### [YOUR ASSIGNMENT]
Among the entries that follow, the required portion opens with the line containing "Where can the distant building" and closes with the line containing "Where can the green grass". Give that portion again exactly, and nothing else.

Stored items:
******
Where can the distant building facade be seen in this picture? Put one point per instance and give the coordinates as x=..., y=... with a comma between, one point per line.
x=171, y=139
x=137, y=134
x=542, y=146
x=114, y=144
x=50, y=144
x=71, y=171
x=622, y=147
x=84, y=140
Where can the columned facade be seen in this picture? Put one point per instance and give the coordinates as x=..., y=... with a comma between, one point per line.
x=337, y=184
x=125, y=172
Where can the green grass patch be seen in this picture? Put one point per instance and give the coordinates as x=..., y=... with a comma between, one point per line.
******
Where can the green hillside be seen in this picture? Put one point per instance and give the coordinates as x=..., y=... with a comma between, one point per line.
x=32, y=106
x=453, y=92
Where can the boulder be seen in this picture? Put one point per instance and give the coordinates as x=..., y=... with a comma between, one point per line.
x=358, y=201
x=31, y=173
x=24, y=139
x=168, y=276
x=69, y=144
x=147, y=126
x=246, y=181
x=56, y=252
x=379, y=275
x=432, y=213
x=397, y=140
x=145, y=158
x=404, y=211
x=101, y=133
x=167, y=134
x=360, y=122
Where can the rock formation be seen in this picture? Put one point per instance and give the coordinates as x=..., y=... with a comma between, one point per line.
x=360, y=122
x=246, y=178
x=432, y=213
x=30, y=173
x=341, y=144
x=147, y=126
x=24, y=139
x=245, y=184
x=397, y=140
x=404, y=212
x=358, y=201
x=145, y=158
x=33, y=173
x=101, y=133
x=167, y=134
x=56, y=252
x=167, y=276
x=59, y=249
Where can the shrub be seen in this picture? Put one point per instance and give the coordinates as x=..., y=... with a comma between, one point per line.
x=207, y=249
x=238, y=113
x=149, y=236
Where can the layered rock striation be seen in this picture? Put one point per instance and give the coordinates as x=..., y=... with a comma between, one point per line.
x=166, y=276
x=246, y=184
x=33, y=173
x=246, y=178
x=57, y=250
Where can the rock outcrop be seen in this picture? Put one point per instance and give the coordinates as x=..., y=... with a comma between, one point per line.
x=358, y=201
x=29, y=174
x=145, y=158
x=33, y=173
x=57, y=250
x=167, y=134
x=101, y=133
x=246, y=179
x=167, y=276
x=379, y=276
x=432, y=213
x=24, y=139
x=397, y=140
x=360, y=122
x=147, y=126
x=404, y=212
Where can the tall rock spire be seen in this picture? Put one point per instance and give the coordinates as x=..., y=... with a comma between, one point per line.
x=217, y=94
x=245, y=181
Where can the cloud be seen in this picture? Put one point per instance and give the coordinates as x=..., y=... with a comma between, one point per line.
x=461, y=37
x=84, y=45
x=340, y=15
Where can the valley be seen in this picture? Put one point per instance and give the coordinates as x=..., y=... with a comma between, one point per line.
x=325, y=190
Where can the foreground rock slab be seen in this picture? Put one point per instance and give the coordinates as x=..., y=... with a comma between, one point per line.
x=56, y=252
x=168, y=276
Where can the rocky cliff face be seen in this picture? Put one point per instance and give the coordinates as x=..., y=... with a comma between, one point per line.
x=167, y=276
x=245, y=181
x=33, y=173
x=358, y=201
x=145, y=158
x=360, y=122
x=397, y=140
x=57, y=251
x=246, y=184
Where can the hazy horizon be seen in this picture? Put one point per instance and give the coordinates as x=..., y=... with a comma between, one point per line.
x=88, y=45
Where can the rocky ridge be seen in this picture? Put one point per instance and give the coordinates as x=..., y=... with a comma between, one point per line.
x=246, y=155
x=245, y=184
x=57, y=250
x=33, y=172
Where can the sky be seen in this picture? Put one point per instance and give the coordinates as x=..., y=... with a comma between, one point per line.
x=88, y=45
******
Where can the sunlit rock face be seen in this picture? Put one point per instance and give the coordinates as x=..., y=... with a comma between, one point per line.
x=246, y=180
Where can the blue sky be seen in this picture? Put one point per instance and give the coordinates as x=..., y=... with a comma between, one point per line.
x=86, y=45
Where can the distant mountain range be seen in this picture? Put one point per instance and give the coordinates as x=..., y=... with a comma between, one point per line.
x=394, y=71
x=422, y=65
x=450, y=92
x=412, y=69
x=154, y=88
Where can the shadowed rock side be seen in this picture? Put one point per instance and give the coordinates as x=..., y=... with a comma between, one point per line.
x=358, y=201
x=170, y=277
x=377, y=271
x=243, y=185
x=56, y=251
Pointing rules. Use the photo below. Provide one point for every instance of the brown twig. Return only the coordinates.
******
### [TASK RESULT]
Where can the distant building facade be seen in this picture? Put one point per instance and give the coordinates as x=..., y=... with a comma between, one point per line.
x=171, y=139
x=137, y=134
x=542, y=146
x=114, y=144
x=50, y=144
x=71, y=171
x=622, y=147
x=84, y=140
Where can the columned facade be seen in this picture? Put one point per instance and give the coordinates as x=..., y=... with a comma between, one point per line.
x=337, y=184
x=125, y=172
Where can the green grass patch be seen in this picture? Put one point per instance and give the coordinates as x=..., y=... with a comma between, one point per line.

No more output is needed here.